#### Provided text:
:::::

Atop Hawk Mountain, Pa., 2010

Atop Hawk Mountain, Pa., 2010
Photo by R.E. Berg-Andersson

Sunday, March 11, 2012

Soiled, but Saved

This is a story about an act of stupidity, an act of kindness and some harlequin ducks. To protect the identity of the stupid, we'll call the protagonist ME.

After a winter waiting for the snow that never arrived ME decided she had to go to Barnegat Light, the northernmost point of Long Beach Island, down the Jersey shore.

It is a long ride down from where ME lives, but the back roads she and her husband take goes through the Pinelands, and the bracing air and bright light off the ocean makes it an enjoyable trip.

Harlequin ducks. Even the plainer
females are striking.
ME and her husband had never been to Barnegat in March, usually breaking up winter's monotony in January or February. The aim is to see what winter ducks and shorebirds will be on the sides of the jetty or in the inlet between Long Beach Island and Island Beach state park. This trip was also the first where the tide was low, so low the barnacles on the rocks were exposed and thousands of gulls were attacking them or each other, in the water and in the air.

Beyond the paved promenade was the jetty of huge, flattened rocks and several people were already walking on it toward the end where, in the past, eiders have hung out along with mergansers, longtailed ducks, purple sandpipers, ruddy turnstones and the ducks that make Barnegat famous, the harlequin.

The harlequin is, to me, the most beautiful duck around, particularly the male. But even the duller female is striking. (The only ducks that come close, in my view, are the male and female wood duck.) They are the reason why ME and her husband came.

So ME started to climb through the fence blocking the paved walkway from the jetty and her notebook fell out of her pocket, between two rocks.

What made this so incredibly stupid was ME's pockets could be snapped shut but she hadn't done it.

ME was very lucky. First, it was low tide - at high tide the notebook would've been soaked and useless. There was two years worth of data on its pages, which would mean little to anyone other than ME.

:::::

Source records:

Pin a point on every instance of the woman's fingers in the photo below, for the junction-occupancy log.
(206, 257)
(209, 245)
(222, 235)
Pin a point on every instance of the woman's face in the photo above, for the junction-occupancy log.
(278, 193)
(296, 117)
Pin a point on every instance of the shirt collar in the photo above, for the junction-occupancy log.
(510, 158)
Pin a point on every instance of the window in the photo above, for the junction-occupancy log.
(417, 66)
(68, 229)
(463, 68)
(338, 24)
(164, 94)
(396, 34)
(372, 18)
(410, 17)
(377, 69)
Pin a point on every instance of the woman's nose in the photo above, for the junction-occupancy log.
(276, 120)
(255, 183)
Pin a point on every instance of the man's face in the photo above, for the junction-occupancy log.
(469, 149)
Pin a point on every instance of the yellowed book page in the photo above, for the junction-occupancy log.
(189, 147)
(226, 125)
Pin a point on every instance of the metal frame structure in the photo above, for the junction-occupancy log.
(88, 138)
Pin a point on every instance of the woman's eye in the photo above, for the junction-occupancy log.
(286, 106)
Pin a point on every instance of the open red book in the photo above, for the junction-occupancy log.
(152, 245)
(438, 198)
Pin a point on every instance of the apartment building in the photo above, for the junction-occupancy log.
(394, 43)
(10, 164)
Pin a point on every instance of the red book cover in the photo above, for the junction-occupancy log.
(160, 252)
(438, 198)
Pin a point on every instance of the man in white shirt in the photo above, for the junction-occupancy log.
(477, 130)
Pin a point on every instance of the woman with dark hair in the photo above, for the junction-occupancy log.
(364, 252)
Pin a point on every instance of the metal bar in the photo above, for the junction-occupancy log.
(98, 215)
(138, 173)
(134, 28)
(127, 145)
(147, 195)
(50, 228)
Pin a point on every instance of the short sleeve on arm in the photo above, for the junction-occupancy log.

:::::

#### Exercise task:
Rewrite the passage of the harlequin duck story between "The harlequin is, to" and "her husband came.", inclusive, replacing "wood duck" with "mandarin duck".

#### Exercise output:
The harlequin is, to me, the most beautiful duck around, particularly the male. But even the duller female is striking. (The only ducks that come close, in my view, are the male and female mandarin duck.) They are the reason why ME and her husband came.